== GOAL ==
Rewrite the lines below so that each "Annotation task" becomes "Labeling job", with nothing else changed, and omit the pictures from your answer.

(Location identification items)
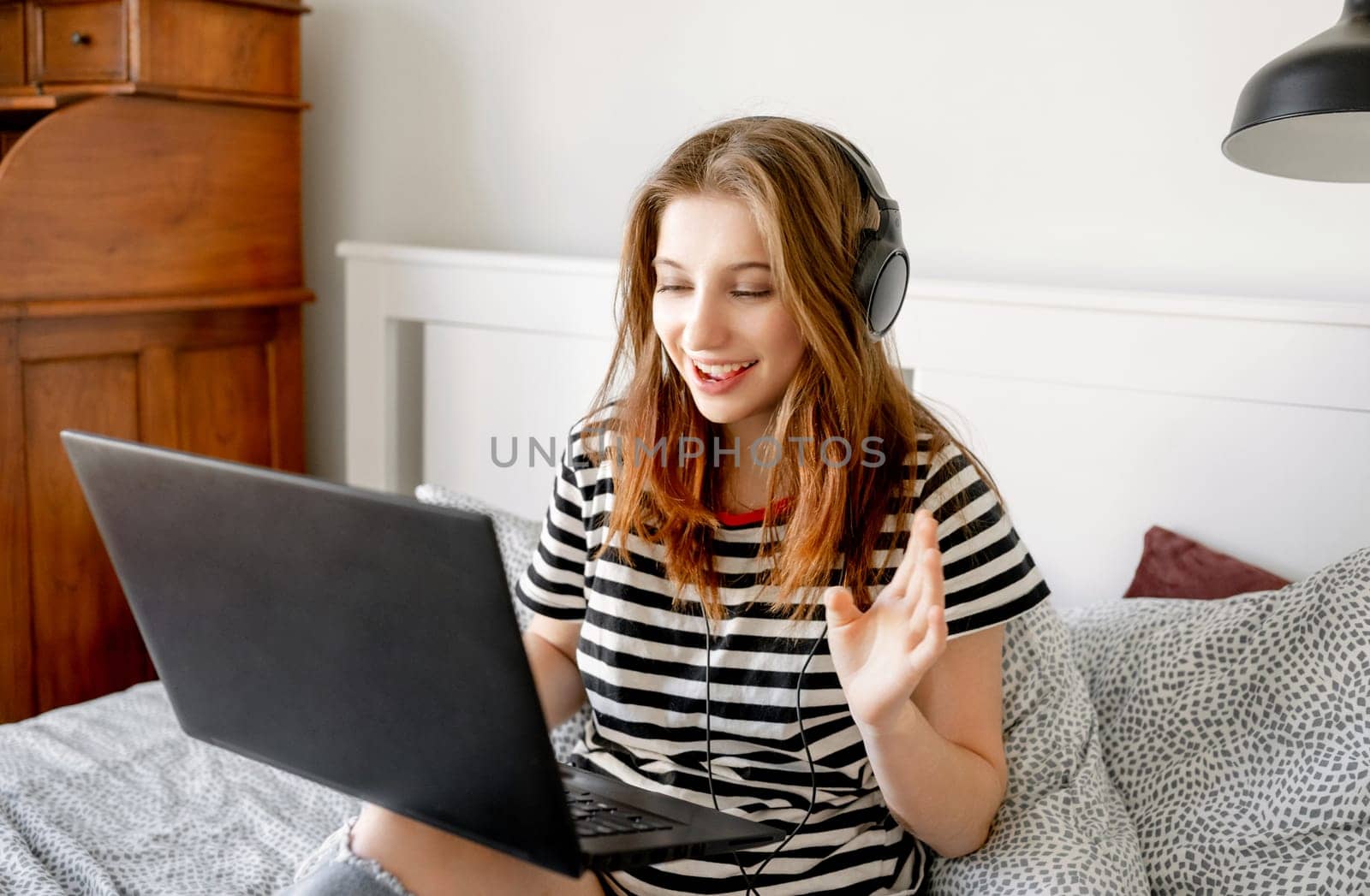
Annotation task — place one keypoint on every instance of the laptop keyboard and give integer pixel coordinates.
(595, 816)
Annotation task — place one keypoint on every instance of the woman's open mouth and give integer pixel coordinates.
(712, 380)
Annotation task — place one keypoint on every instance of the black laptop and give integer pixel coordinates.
(367, 643)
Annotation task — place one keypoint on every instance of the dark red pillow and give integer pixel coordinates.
(1175, 566)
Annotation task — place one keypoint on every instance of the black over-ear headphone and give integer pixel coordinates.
(881, 276)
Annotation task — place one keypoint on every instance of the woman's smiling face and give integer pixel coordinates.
(717, 307)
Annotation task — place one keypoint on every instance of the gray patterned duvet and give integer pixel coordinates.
(1169, 747)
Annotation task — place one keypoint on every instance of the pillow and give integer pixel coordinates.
(1239, 732)
(1063, 828)
(1175, 566)
(517, 537)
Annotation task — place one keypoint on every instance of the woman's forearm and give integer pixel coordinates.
(559, 685)
(943, 792)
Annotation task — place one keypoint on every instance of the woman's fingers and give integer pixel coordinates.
(839, 608)
(935, 638)
(922, 535)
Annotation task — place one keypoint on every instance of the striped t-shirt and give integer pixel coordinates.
(643, 666)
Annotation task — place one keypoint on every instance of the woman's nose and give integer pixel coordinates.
(706, 325)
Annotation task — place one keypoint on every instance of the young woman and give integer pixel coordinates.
(764, 518)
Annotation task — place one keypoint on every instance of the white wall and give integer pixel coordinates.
(1063, 141)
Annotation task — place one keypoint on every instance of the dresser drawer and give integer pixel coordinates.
(11, 45)
(80, 41)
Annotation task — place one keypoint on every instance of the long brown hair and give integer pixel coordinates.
(808, 205)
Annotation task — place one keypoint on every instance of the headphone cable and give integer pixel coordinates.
(803, 738)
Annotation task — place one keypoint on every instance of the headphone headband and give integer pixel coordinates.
(881, 276)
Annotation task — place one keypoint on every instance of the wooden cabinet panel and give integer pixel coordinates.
(221, 396)
(80, 41)
(150, 288)
(214, 189)
(203, 45)
(15, 624)
(11, 45)
(86, 643)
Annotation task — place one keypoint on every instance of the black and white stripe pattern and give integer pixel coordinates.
(643, 665)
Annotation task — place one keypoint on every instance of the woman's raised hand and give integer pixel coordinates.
(883, 654)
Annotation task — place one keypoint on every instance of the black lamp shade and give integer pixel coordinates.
(1307, 114)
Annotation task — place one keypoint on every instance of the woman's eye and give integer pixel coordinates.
(739, 294)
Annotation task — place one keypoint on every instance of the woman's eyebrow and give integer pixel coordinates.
(732, 267)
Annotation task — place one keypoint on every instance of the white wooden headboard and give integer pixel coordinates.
(1240, 422)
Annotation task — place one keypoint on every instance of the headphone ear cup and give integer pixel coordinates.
(869, 262)
(881, 277)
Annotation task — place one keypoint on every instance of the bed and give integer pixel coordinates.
(1157, 745)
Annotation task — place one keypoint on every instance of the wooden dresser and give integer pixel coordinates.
(151, 282)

== COMPLETED EXERCISE ==
Labeling job — place one keypoint on every instance of the laptop keyboard and give integer pixel coordinates.
(595, 816)
Labeling job — place one keypoint on every instance of the woman's open mouth and give integer pixel coordinates.
(712, 380)
Labeling job — place one keypoint on every instance of the black laptop and give integer pixel coordinates.
(367, 643)
Labeling job — place one keypoint on every instance of the dark red pillow and give integer pixel coordinates.
(1175, 566)
Labeling job — place one keypoint on every instance of the black over-ear headphone and give integer pixel coordinates.
(881, 276)
Labeling job — place one keypoint on every instance of the woman's smiling face and give integer pixel coordinates.
(717, 307)
Labeling job — place one keypoint on every instance of the gray patterned duvet and give integer pixel coordinates.
(1169, 747)
Labeling job — place one keypoint on every instance of the pillow and give integer pixel coordinates.
(1239, 732)
(1063, 828)
(1175, 566)
(517, 537)
Labeling job — place one keypoint on every instance of the woman's forearm and give integer pixel coordinates.
(559, 685)
(943, 792)
Labeling job — place one keypoint on every instance of the woman's fingers and give integer pixel coordinates.
(839, 608)
(935, 638)
(922, 535)
Labeling job — place one keypoint on every instance of the striped t-shirt and give integer pixel coordinates.
(643, 666)
Labeling job — place one keypoint on every instance of the woman's nose and give integer pixel coordinates.
(706, 325)
Labeling job — place one keypoint on every instance of the young woman and give integer pixel coordinates.
(764, 518)
Labeling job — place one keypoint on every instance of the white wall and give integer pixel coordinates.
(1063, 141)
Labeling job — place one keypoint on every instance of the dresser drawer and give integer pixel coordinates.
(11, 45)
(80, 41)
Labeling job — place one keypoint on every instance of the long brown hair and give integer pixel coordinates.
(808, 205)
Labeling job — place one keypoint on every instance of the headphone cable and give integer pixel coordinates.
(803, 738)
Labeling job — place one keypoint on every instance of the headphone headband and give integer pixel coordinates.
(881, 276)
Labeling job — place one keypoint on every instance of the wooden cabinet panel and give integer pixel coordinates.
(221, 396)
(80, 41)
(150, 288)
(214, 189)
(203, 45)
(15, 624)
(11, 45)
(86, 643)
Labeling job — place one keypoint on every instance of the black and white stripe pattern and give integer pixel coordinates.
(643, 665)
Labeling job — place one keypoint on every instance of the woman's raised hand and give integer pixel coordinates.
(883, 654)
Labeling job — place one keypoint on every instance of the black lamp shade and give integer pixel coordinates.
(1307, 114)
Labeling job — place one keypoint on every instance of the woman's eye and give integer pixel coordinates.
(739, 294)
Labeling job — place one keypoint on every instance of the woman's eyebrow and give integer pixel coordinates.
(732, 267)
Labeling job — place one keypoint on every instance of the white wooden headboard and give integer pixel coordinates.
(1240, 422)
Labeling job — place one keypoint on every instance of the headphone ear cup and give integer pixel coordinates.
(869, 262)
(881, 277)
Labeling job — place one keypoint on every instance of the bed and give integer pixel coordinates.
(1157, 745)
Labeling job — place one keypoint on every instance of the wooden dresser and give integer pixel coordinates.
(151, 282)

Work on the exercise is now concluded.